SET OF TASKS -
**a)** Answer these questions from the Hebrews 11 reflection, one line each, marking your answers (i), (ii), (iii):
(i) Over what span of time has the writer been coming across verses in Hebrews 11?
(ii) In the writer's list of actions, what comes right after "Jericho fell."?
(iii) At what age does the writer mention giving birth?
**b)** For each statement, say yes or no depending on whether the Hebrews 11 reflection agrees with it, and quote the words that decide it. Mark your answers (i), (ii), (iii).
(i) Reading the chapter leaves the writer encouraged, convicted, and flabbergasted.
(ii) The writer's list says that Noah moved.
(iii) The writer says it is easy to picture doing what those people did.

SOURCE EXTRACT -
------------------------------------
When God Calls You to Something You Didn’t Expect

Sometimes I have the idea that my life should look similar to the lives of people around me. When my life looks different, the automatic conclusion I come to is either, “I must be doing something wrong,” or “They must be doing something wrong.”

But often, God calls us to something we didn’t expect so that we can prove our faithfulness and obedience to him.

Over the last two weeks, I’ve encountered some thought-provoking verses in Hebrews 11. This chapter is a fascinating account of people who evidenced unwavering faith in the middle of uncertain futures. I find myself encouraged, convicted, and flabbergasted all in one reading. I cannot imagine doing what they did.

Packing up my home and moving, but not knowing the destination?
Giving birth at 100 years of age?
Taking my son to an altar—getting ready to kill him as a sacrifice?

As I read this passage two weeks ago, I wrote down the actions each person took:

Abel offered.
Enoch was taken.
Noah built.
Abraham moved.
Sarah conceived.
Abraham offered.
Isaac blessed.
Jacob blessed.
Joseph directed.
Moses’s parents hid him.
Moses refused.
Moses left.
Moses kept.
Israel crossed.
Jericho fell.
Rahab hid.
Many conquered kingdoms,
enforced justice,
obtained promises,
stopped lions,
quenched fire,
escaped swords,
became strong,
experienced torture,
mocking,
flogging,
chains and imprisonment.
------------------------------------
DATA LINES -

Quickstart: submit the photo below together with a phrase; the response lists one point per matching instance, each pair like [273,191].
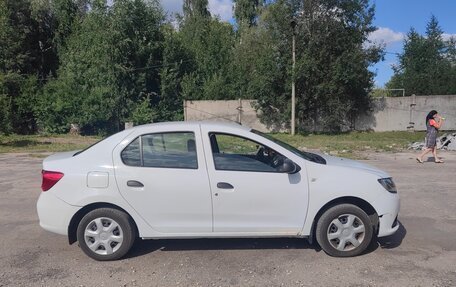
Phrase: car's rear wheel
[344,230]
[106,234]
------------------------------------
ANSWERS PER TASK -
**a)**
(i) The last two weeks.
(ii) Rahab hid.
(iii) 100 years of age.

**b)**
(i) Yes: "I find myself encouraged, convicted, and flabbergasted all in one reading."
(ii) No: "Noah built."
(iii) No: "I cannot imagine doing what they did."